Print the listing below once more, unchanged.

□ □ □

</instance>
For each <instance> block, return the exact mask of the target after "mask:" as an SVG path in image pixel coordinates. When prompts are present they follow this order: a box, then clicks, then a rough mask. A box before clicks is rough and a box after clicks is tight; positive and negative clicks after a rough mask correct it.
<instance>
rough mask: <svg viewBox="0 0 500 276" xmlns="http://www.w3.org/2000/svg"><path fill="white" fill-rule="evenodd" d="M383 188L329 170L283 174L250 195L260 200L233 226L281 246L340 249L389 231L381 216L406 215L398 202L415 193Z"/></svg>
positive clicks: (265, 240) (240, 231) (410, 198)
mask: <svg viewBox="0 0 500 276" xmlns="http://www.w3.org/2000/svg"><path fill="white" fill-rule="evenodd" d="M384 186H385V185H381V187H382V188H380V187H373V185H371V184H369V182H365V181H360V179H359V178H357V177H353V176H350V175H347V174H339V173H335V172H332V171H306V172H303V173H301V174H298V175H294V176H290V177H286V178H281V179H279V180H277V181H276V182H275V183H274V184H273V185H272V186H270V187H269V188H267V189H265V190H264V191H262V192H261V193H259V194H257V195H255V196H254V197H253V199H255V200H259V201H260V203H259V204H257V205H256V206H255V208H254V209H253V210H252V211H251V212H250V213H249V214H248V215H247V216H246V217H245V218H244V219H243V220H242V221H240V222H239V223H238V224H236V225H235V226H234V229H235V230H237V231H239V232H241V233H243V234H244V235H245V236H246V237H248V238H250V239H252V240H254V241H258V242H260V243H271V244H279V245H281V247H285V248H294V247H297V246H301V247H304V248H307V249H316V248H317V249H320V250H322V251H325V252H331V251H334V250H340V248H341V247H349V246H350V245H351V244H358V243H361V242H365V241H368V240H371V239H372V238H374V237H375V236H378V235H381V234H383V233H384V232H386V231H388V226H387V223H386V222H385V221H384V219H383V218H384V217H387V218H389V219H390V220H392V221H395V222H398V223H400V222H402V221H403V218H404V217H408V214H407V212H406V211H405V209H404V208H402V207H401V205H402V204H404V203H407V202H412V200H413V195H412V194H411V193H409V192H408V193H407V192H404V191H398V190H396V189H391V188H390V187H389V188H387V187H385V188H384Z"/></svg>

□ □ □

Answer to this problem>
</instance>
For each <instance> block, return the exact mask of the target after "mask:" as an SVG path in image pixel coordinates. When prompts are present they follow this order: a box, then clicks, then a rough mask. A box before clicks is rough and a box after clicks is tight; positive and negative clicks after a rough mask correct it.
<instance>
rough mask: <svg viewBox="0 0 500 276" xmlns="http://www.w3.org/2000/svg"><path fill="white" fill-rule="evenodd" d="M383 188L329 170L283 174L250 195L260 200L233 226L281 246L340 249L389 231L381 216L406 215L398 202L415 193Z"/></svg>
positive clicks: (265, 240) (240, 231) (410, 198)
mask: <svg viewBox="0 0 500 276" xmlns="http://www.w3.org/2000/svg"><path fill="white" fill-rule="evenodd" d="M384 186H385V185H381V187H382V188H380V187H373V185H371V184H369V182H365V181H360V179H359V178H357V177H353V176H350V175H347V174H339V173H335V172H332V171H306V172H303V173H301V174H298V175H294V176H290V177H286V178H281V179H279V180H277V181H276V182H275V183H274V184H273V185H272V186H270V187H269V188H267V189H265V190H264V191H262V192H261V193H259V194H257V195H255V196H254V197H253V199H255V200H259V201H260V203H259V204H257V205H256V206H255V208H254V209H253V210H252V211H251V212H250V213H249V214H248V215H247V216H246V217H245V218H244V219H243V220H242V221H240V222H239V223H238V224H236V225H235V226H234V229H235V230H237V231H239V232H241V233H243V234H244V235H245V236H246V237H248V238H250V239H252V240H254V241H258V242H260V243H271V244H279V245H281V247H285V248H294V247H297V246H301V247H304V248H307V249H316V248H317V249H320V250H322V251H325V252H331V251H334V250H340V248H341V247H349V246H350V245H351V244H358V243H361V242H365V241H368V240H371V239H372V238H374V237H375V236H378V235H381V234H383V233H384V232H386V231H388V226H387V223H386V222H385V221H384V219H383V218H384V217H387V218H389V219H390V220H392V221H395V222H398V223H400V222H402V221H403V218H404V217H408V214H407V212H406V211H405V209H404V208H402V207H401V205H402V204H404V203H407V202H412V200H413V195H412V194H411V193H409V192H408V193H407V192H404V191H398V190H396V189H391V188H390V187H389V188H387V187H385V188H384Z"/></svg>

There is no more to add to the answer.